**WHAT YOU NEED TO DO**. In the text on radiation therapy for breast cancer below, translate this sentence into Spanish: "Do not try to wash these marks off or retouch them if they fade."

[SELECTED EXCERPT — start]

Radiation Therapy for Breast Cancer
How Does the Therapist Know I Am in the Correct Position?
The radiation therapist takes an X-ray called a "port film" on your first day of treatment and every week thereafter. Port films verify that you are being accurately positioned during your treatments.
Port films don't show how your cancer is responding.
Why Are There Marks on My Skin for External Beam Radiation?
Small marks that look like freckles are tattooed on your skin along the treatment area. They provide a permanent outline of your treatment area. Do not try to wash these marks off or retouch them if they fade. The therapist will re-mark the treatment area when needed.
How Should I Eat During a Course of Radiation?
Good nutrition is important to help you recover from the side effects of radiation. Eating well gives you energy for activities you enjoy and helps your body heal and fight off infection.
Most importantly, nutritious meals can give you a sense of well-being.
Since eating when you don't feel well can be hard, a dietitian can help you find ways to get the nutrients you need during treatment.
What Side Effects Can I Expect With External Beam Radiation?
Radiation passes through your skin. It can become red, swollen, warm, and sensitive -- as if you had a sunburn. It may peel or become moist and tender. Depending on the dose, you may lose hair or sweat less where you've been treated with radiation.
These skin reactions are common and temporary. They will usually go away gradually in 4 to 6 weeks after your last treatment. If you see skin changes outside the treated area, tell your doctor or nurse.
Long-term side effects can last beyond a year after treatment. They may include a slight darkening of the skin, enlarged pores on the breast, more or less sensitive skin, a thickening of breast tissue or skin, and a change in the size of the breast.
A rare complication of radiation is developing a new cancer or tumor where the radiation is given. Talk to your doctor about this risk.

[SELECTED EXCERPT — finish]
[SUPPLIED INFORMATION — start]

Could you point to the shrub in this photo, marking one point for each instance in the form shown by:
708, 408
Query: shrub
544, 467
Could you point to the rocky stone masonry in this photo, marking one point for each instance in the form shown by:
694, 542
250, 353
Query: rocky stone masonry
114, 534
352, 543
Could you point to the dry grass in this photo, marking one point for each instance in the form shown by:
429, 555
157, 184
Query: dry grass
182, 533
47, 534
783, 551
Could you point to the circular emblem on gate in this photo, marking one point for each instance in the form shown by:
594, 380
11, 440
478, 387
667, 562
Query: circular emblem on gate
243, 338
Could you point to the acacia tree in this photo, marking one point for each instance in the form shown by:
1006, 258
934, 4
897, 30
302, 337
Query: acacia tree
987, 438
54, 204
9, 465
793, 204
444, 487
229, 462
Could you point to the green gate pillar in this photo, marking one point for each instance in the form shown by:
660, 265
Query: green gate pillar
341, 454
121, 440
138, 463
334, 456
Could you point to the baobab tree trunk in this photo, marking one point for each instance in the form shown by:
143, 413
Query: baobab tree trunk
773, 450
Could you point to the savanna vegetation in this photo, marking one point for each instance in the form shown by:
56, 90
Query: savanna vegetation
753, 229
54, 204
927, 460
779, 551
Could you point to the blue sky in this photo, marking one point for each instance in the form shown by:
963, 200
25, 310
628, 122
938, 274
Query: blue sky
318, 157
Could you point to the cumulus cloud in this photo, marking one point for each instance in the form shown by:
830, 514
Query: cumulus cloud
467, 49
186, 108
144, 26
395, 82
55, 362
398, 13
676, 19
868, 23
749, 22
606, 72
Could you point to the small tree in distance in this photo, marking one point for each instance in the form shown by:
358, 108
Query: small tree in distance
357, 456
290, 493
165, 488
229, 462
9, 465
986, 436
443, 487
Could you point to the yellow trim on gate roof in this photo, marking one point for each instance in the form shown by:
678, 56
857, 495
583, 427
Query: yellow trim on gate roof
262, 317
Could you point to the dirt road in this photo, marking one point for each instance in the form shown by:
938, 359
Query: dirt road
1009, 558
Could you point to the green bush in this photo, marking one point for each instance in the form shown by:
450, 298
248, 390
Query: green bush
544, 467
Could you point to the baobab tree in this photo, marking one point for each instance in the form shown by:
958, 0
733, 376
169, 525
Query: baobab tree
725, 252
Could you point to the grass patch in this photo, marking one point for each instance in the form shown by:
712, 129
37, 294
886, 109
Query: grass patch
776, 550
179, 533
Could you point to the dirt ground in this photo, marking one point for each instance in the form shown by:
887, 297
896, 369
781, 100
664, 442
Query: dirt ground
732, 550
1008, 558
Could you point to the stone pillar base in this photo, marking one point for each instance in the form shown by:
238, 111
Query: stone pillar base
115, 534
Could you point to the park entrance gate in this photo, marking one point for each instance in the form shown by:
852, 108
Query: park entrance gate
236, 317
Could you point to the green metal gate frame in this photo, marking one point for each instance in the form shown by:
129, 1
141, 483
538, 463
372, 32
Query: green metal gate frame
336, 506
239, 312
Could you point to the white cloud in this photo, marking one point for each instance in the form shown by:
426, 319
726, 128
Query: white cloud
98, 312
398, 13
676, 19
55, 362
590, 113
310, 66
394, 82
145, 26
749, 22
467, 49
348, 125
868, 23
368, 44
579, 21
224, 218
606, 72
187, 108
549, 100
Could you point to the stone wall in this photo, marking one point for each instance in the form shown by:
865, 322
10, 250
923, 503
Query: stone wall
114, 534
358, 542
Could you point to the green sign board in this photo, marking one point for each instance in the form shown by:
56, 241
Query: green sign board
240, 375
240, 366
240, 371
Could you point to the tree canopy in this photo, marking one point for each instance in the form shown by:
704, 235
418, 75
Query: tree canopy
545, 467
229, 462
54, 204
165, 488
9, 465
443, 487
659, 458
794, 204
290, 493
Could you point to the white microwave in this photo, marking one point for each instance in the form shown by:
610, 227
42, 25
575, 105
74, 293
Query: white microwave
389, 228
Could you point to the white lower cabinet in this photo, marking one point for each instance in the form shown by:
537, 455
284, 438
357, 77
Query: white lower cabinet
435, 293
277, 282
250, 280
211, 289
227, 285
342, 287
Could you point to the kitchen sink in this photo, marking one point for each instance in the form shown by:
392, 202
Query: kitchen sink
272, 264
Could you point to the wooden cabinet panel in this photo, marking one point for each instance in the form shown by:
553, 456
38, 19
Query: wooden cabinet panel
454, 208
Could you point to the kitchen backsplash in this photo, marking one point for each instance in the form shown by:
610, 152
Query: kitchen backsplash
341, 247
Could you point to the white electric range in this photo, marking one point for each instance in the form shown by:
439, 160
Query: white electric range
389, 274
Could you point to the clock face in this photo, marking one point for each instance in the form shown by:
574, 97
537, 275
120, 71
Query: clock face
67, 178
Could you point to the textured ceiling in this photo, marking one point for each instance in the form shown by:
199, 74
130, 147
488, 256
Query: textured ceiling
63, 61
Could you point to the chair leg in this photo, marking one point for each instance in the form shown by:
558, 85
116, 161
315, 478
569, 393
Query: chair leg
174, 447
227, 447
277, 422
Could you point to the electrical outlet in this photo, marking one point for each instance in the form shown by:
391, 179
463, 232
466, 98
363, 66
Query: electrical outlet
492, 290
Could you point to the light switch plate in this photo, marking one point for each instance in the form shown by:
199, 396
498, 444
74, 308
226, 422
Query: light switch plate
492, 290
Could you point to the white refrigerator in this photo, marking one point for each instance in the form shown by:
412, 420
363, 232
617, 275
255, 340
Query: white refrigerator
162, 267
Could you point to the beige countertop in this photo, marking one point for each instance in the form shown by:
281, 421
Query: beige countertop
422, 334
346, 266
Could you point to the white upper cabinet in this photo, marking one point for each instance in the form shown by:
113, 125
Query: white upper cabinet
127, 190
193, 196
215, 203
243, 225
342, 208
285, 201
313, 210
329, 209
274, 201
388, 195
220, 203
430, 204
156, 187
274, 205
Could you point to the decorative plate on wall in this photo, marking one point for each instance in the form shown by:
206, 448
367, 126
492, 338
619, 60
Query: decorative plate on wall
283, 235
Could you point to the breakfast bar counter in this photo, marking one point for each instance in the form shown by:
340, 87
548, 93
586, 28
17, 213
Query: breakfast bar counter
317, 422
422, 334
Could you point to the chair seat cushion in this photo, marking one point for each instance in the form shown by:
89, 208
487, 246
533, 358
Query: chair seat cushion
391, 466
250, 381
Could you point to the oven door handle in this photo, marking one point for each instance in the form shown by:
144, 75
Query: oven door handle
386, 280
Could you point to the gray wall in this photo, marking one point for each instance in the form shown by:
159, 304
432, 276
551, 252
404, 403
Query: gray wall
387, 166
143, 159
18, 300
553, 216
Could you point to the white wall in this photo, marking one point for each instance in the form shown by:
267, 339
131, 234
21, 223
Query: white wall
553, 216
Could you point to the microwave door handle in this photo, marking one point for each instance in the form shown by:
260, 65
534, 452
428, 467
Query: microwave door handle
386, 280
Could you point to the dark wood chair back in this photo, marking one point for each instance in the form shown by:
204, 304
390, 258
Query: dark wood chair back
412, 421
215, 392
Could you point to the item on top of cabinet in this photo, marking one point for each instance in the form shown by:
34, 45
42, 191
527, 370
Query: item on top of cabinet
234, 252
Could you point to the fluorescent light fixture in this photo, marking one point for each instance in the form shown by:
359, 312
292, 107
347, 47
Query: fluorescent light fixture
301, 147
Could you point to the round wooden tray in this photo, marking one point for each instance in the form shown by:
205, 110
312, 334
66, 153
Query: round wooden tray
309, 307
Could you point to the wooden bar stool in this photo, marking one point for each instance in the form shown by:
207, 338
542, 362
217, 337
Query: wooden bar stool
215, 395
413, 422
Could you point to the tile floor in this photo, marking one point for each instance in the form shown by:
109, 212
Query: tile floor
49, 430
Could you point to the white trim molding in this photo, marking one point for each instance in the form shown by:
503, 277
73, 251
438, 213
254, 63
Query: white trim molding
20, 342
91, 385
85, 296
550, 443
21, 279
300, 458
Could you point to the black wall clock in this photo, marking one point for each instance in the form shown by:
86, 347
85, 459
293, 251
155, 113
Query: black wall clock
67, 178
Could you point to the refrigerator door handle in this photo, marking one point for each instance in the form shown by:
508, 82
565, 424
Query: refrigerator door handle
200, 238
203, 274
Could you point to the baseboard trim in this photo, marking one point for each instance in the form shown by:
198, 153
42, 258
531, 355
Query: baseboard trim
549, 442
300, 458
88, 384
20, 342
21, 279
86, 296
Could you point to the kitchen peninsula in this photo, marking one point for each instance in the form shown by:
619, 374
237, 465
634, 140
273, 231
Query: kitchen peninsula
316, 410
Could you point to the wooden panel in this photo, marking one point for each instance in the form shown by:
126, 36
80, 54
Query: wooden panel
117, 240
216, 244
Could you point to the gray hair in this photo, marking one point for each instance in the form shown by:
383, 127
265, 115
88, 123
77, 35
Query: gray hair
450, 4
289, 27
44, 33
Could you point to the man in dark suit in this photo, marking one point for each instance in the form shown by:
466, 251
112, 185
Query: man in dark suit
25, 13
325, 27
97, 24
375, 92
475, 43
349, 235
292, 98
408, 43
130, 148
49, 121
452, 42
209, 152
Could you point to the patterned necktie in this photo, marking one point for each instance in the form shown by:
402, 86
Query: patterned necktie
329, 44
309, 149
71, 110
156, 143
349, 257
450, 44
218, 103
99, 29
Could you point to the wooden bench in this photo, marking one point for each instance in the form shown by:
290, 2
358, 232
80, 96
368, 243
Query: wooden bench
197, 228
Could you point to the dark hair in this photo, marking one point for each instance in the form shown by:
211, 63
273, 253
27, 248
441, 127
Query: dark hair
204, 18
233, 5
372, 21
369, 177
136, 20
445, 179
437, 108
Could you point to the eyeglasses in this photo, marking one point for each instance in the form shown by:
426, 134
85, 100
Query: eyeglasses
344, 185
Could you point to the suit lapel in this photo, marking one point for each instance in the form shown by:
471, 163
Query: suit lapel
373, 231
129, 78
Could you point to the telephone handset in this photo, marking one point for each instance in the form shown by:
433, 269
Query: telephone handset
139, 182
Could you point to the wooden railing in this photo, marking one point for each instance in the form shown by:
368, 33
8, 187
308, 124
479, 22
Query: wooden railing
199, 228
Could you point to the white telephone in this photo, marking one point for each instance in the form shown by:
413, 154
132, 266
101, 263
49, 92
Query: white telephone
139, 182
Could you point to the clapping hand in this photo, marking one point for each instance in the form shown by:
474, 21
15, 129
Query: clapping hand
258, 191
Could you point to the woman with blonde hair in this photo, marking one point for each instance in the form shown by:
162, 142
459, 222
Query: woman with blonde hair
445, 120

[SUPPLIED INFORMATION — finish]

**WRITTEN ANSWER**. No intente quitarse estas marcas lavándolas ni retocarlas si se desvanecen.